What is being asked: The whole listing below is to be output exactly, with no line skipped.

━━━

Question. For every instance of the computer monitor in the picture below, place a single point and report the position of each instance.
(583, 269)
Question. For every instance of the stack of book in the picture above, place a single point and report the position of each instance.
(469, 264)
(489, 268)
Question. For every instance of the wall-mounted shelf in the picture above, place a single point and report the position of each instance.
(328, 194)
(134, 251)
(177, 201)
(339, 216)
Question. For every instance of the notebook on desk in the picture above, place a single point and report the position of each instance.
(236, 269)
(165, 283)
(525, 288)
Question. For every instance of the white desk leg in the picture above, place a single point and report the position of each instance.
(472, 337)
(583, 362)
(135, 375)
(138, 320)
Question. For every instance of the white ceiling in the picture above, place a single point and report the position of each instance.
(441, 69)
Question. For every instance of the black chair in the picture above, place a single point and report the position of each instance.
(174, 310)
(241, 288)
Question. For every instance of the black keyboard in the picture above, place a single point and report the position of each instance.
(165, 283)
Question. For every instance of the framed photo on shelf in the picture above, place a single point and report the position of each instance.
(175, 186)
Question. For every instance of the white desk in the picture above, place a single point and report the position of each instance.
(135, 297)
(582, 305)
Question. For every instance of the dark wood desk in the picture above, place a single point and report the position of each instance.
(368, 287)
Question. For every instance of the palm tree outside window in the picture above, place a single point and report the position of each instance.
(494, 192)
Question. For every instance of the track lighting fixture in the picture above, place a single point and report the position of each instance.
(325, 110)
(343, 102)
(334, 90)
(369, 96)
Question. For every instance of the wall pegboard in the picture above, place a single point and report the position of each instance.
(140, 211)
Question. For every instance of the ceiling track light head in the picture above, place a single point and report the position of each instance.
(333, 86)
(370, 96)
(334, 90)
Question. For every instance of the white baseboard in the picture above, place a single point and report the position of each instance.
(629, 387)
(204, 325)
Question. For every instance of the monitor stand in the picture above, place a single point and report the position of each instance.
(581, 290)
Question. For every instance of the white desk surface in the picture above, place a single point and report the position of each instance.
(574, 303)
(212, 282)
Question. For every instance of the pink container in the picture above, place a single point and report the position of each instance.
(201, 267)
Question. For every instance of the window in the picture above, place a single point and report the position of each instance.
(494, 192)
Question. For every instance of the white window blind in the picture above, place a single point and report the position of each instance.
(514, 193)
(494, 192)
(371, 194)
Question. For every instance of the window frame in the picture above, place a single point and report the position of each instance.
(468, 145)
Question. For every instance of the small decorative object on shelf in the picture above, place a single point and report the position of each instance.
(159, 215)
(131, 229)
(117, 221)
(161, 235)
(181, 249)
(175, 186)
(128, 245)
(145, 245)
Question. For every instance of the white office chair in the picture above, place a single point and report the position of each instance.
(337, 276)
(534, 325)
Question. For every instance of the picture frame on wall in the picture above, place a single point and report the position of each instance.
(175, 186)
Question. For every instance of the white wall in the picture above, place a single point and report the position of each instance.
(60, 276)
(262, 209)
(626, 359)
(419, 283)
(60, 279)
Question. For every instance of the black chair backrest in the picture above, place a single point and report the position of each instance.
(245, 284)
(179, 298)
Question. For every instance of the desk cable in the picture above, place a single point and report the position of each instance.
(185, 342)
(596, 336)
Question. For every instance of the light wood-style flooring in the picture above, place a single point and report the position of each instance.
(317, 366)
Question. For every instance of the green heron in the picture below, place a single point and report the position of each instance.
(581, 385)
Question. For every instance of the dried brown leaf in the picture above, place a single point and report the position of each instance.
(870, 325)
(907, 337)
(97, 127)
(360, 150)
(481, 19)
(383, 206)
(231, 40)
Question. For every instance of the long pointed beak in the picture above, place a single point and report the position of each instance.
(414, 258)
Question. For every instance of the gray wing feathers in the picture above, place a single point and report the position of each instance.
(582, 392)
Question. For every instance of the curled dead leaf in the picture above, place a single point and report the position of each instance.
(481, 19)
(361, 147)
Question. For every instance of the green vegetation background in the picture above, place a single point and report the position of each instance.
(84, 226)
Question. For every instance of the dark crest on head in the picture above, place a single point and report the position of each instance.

━━━

Answer to this task:
Question. For every instance of the computer monitor in the picture below, place a single point and report the position of each instance.
(583, 269)
Question. For every instance of the stack of book in the picture above, place a single point and report the position of each instance.
(469, 264)
(489, 268)
Question. For every instance of the wall-mounted shelf in the picture above, place a single point and report the position of each instance.
(328, 194)
(134, 251)
(177, 201)
(339, 216)
Question. For every instance of the notebook on desk in the picture above, place a single point and report the position of each instance.
(236, 269)
(165, 283)
(525, 288)
Question. For every instance of the white desk leg in the picture above, place a single point and report the position of each instance.
(472, 337)
(583, 362)
(135, 375)
(138, 320)
Question. For every instance of the white ceiling in the picture above, place a single point and report the position of each instance.
(441, 69)
Question. For every instance of the black chair in the picture above, place a single point and report the position of each instance.
(174, 310)
(241, 288)
Question. For every instance of the black keyboard in the picture above, place a single point and report the position of each instance.
(165, 283)
Question. For every instance of the framed photo on shelf in the picture above, place a single point and report the position of each instance.
(175, 186)
Question. For every instance of the white desk in the picture above, place a single point and report the position of each instance.
(135, 297)
(582, 305)
Question. For every instance of the dark wood desk in the picture above, place a single point and report the position of each instance.
(368, 287)
Question. For every instance of the palm tree outside window in the picture above, place a single point and report the position of each instance.
(494, 192)
Question. For every instance of the track lighting fixture in the picture above, place a single point and report the position of each instance.
(325, 110)
(343, 102)
(334, 90)
(369, 96)
Question. For every instance of the wall pegboard in the picture above, place a single point and report the position of each instance.
(140, 211)
Question. For every instance of the ceiling track light head in the picture above, place a single point and report the position of each instance.
(333, 86)
(370, 96)
(334, 90)
Question. For every instance of the white baseboard in the picture above, place a single point and report the position of each instance.
(629, 387)
(204, 325)
Question. For every instance of the monitor stand in the picture above, place a single point and report the position of each instance.
(581, 290)
Question. For every instance of the white desk surface in the picture above, place a single point and report the position of each instance.
(574, 303)
(212, 282)
Question. For every instance of the pink container in the picture above, place a single point and report the position of each instance.
(201, 267)
Question. For every instance of the window in the picture above, place a single point and report the position of each instance.
(494, 192)
Question. For every instance of the white window blind in the picture above, place a single point and report the position of each instance.
(514, 193)
(494, 192)
(371, 194)
Question. For every instance of the window frame in the picture above, place a single point and report the position of each instance.
(468, 145)
Question. For every instance of the small decorative object on shelf in the picture above, place a single point and report the position of each instance.
(159, 215)
(131, 229)
(117, 221)
(161, 235)
(181, 249)
(175, 186)
(128, 245)
(145, 245)
Question. For every instance of the white office chair in the picture above, place a single point and report the position of each instance.
(337, 276)
(534, 325)
Question. For every instance of the picture frame on wall in the picture above, place a single point and report the position of each instance.
(175, 186)
Question. For every instance of the white wall in the picture above, place a single point and report the position of each instance.
(60, 276)
(262, 209)
(626, 359)
(419, 283)
(60, 279)
Question. For every instance of the black chair backrest in the picture above, place a single point and report the position of each instance.
(245, 284)
(179, 298)
Question. For every instance of the desk cable in the picture above, place a single point and report the position of each instance.
(185, 342)
(596, 336)
Question. For every instance of the light wood-style flooring in the picture above, place a single point and report the position of each instance.
(317, 366)
Question. For every instance of the green heron in the picture below, place a single point and report the position of each instance.
(581, 385)
Question. For every instance of the dried brown leaf in the picture above, place a single point and report the position of each instance.
(870, 325)
(907, 337)
(97, 127)
(360, 150)
(481, 19)
(383, 206)
(231, 40)
Question. For every instance of the long pointed beak in the picture above, place a single point and report the position of each instance.
(414, 258)
Question. For every instance of the gray wing feathers in the picture above, place a single point and report the position of each instance.
(582, 392)
Question. For every instance of the curled dead leaf in the picture above, place a single point and report the position of each instance.
(481, 19)
(361, 147)
Question. For every instance of the green vegetation background in the picture above, place a single point and report the position of each instance.
(84, 226)
Question. For every instance of the dark crest on head in the picture above, place a single point and report the position of each instance.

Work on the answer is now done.